Object pointing dataset rows:

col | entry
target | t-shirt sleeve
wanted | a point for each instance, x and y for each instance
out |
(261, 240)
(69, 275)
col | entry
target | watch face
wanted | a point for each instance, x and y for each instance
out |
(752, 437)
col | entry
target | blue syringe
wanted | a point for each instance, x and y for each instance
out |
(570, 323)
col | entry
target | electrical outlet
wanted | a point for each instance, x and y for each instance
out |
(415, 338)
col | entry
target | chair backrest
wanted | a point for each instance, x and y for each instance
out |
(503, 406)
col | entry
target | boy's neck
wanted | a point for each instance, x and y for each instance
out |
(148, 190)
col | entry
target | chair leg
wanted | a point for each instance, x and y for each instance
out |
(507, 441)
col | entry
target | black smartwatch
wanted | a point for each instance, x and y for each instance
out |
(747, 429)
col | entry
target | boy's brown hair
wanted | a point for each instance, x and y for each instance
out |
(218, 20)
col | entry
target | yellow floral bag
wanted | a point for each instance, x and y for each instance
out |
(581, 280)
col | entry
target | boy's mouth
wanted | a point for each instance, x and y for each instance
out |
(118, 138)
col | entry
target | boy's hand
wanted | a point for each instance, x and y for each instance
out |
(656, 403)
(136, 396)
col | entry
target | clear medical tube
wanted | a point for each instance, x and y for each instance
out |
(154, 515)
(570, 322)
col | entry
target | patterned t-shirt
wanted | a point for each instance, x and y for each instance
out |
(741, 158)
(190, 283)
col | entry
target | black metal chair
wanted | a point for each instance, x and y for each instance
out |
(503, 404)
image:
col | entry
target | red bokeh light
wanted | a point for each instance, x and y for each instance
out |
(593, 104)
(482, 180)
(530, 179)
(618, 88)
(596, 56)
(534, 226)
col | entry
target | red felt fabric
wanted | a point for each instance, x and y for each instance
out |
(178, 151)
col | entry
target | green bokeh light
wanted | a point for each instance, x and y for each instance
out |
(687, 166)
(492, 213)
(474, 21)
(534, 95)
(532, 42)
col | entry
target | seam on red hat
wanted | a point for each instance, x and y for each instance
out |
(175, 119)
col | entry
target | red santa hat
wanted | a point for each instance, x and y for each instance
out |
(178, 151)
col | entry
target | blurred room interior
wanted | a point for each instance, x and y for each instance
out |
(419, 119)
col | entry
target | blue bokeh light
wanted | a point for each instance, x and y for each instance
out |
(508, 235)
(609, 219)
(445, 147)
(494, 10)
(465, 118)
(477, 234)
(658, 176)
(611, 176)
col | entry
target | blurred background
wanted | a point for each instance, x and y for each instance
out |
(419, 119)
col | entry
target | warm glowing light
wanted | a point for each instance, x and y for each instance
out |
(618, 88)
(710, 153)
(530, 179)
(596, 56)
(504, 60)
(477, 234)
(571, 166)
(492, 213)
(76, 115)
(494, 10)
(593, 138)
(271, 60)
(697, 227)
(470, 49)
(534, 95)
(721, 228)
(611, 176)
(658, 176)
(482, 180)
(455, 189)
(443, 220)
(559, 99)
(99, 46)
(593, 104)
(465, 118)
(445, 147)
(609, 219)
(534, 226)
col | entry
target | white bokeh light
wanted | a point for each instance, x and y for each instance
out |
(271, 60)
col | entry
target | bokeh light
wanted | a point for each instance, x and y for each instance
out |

_Stated problem_
Repeat the material above in full, keeping every word.

_Task output_
col | entry
target | t-shirt sleeve
wanted | a point for each instance, x and y for each instance
out |
(261, 240)
(69, 275)
col | entry
target | watch face
wanted | a point for each instance, x and y for each instance
out |
(752, 437)
col | entry
target | blue syringe
wanted | a point for each instance, x and y for each instance
out |
(570, 323)
col | entry
target | electrical outlet
wanted | a point for each instance, x and y for each instance
out |
(415, 338)
col | entry
target | chair backrest
wanted | a point for each instance, x and y for each instance
out |
(503, 406)
col | entry
target | boy's neck
wanted | a point for each instance, x and y for each instance
out |
(148, 190)
col | entry
target | chair leg
wanted | a point for each instance, x and y for each instance
out |
(507, 441)
col | entry
target | black smartwatch
wanted | a point for each instance, x and y for each instance
out |
(747, 429)
col | entry
target | boy's brown hair
wanted | a point for each instance, x and y for each instance
out |
(218, 20)
col | entry
target | yellow floral bag
wanted | a point for each instance, x and y for each instance
out |
(581, 280)
col | entry
target | boy's mouth
wanted | a point for each instance, x and y for each instance
out |
(118, 138)
col | entry
target | boy's hand
wanted | a point for each instance, x and y for each instance
out |
(656, 403)
(136, 396)
col | entry
target | clear medical tube
wanted | a point for each instance, x and y for each instance
out |
(154, 515)
(570, 322)
col | entry
target | patterned t-shirt
wanted | a point for each instance, x and y for each instance
out |
(741, 158)
(190, 283)
col | entry
target | black metal chair
wanted | a point for each instance, x and y for each instance
out |
(503, 404)
image:
col | entry
target | red bokeh light
wanted | a point for each instance, x and y for each instance
out |
(593, 104)
(482, 180)
(530, 179)
(618, 88)
(596, 56)
(534, 226)
col | entry
target | red felt fabric
wanted | a point for each instance, x and y for each instance
out |
(178, 151)
col | entry
target | green bokeh light
wanted | a point for each instance, x and y for each instance
out |
(687, 166)
(492, 213)
(474, 21)
(534, 95)
(532, 42)
col | entry
target | seam on red hat
wanted | a point for each instance, x and y for each instance
out |
(175, 119)
col | entry
target | red santa hat
wanted | a point for each instance, x and y for each instance
out |
(178, 151)
col | entry
target | blurred room interior
wanted | a point for each instance, x and y for each instance
out |
(419, 119)
col | entry
target | blue bokeh light
wanted | a point for each instance, x and y for each instance
out |
(508, 235)
(609, 219)
(445, 147)
(494, 10)
(465, 118)
(477, 234)
(658, 176)
(611, 176)
col | entry
target | blurred background
wanted | a point for each instance, x and y for each instance
out |
(419, 119)
col | entry
target | warm glowing light
wanted | a point for each instance, x and y for each instance
out |
(618, 88)
(710, 153)
(530, 179)
(596, 56)
(504, 60)
(477, 234)
(571, 166)
(492, 213)
(76, 115)
(494, 10)
(593, 138)
(271, 60)
(697, 227)
(470, 49)
(534, 95)
(721, 228)
(611, 176)
(658, 176)
(482, 180)
(455, 189)
(443, 220)
(559, 99)
(99, 46)
(593, 104)
(465, 118)
(445, 147)
(609, 219)
(534, 226)
col | entry
target | white bokeh light
wanted | a point for each instance, x and y for each instance
out |
(271, 60)
col | entry
target | bokeh light
wanted | a point for each instance, x and y for each instance
out |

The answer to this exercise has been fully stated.